** START OF Text passage **

These 3 Dow Stocks Surged Today

The Dow Jones Industrial Average (INDEX: ^DJI) finished up 0.12% today on news of the Greek bailout; however, some stocks did much better than the Dow as a whole.


Source: Google Finance.

Source: Google Finance.

Today's Top 3
1. Today's leader was Alcoa (NYS: AA) , which finished up 2.56% [$0.26] to end the day at $10.41. Aluminum started off 2011 strong, but by the end of the year it was down nearly 12% as excess capacity weighed on prices, crushing Alcoa's stock in the process.


Source: Index Mundi.

Source: Index Mundi.

Alcoa's stock has so far made a strong comeback in 2012, rising a stunning 20.35%. The positive performance got even better today, as a bailout package for Greece was finally agreed upon. Investors had been worried that if conditions in Greece and the rest of Europe continued to worsen, the U.S. would also experience a slowdown. With its cyclical results highly dependent on GDP growth, Alcoa would be significantly hurt, as 20% of its business is in Europe and more than 50% is in the United States. Fears of a slowdown were lessened today, as were fears over Alcoa's business.

** END OF Text passage **
** START OF Extracted material **

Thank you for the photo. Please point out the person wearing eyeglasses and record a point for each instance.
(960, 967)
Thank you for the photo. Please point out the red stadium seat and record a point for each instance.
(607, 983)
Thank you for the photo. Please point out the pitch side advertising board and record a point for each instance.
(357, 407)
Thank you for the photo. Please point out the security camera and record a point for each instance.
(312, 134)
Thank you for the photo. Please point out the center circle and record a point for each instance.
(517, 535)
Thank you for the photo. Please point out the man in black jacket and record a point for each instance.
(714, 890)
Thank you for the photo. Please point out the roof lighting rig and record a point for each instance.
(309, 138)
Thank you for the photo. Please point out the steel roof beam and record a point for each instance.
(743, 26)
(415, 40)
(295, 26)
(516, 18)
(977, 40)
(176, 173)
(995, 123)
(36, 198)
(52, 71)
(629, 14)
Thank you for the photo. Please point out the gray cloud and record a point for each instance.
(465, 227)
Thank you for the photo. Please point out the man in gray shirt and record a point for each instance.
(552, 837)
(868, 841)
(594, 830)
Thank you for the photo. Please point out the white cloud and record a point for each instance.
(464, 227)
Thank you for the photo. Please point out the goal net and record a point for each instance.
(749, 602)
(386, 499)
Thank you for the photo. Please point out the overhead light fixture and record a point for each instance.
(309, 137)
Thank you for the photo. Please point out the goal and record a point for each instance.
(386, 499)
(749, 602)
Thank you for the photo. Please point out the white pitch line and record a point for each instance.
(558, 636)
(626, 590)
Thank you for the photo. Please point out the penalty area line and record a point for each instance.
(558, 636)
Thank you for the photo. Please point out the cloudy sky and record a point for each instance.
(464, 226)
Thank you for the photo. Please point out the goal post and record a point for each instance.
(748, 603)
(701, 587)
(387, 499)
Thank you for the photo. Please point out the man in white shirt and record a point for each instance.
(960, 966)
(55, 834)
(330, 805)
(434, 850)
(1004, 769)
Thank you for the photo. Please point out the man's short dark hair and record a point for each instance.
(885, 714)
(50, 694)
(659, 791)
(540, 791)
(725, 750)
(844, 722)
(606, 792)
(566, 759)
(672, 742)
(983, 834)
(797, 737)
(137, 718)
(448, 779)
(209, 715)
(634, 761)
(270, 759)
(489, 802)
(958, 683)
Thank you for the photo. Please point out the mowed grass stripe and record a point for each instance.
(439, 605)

** END OF Extracted material **

(What you will do)
A) According to the stock article, how much of Alcoa's business is in Europe?
B) Shorten the paragraph in the stock article that begins "Alcoa's stock has so far made a strong comeback" into a short bulleted list that keeps its main facts.
The entries have nothing to do with this work.

(Answers to the exercise)
A) 20% of Alcoa's business is in Europe.

B)
- Alcoa's stock is up 20.35% so far in 2012.
- It rose further today after a bailout package for Greece was agreed upon.
- Investors had feared that worsening conditions in Greece and Europe would slow the U.S. economy.
- Alcoa's cyclical results depend heavily on GDP growth, with 20% of its business in Europe and more than 50% in the United States.
- Today's news eased fears of a slowdown and of damage to Alcoa's business.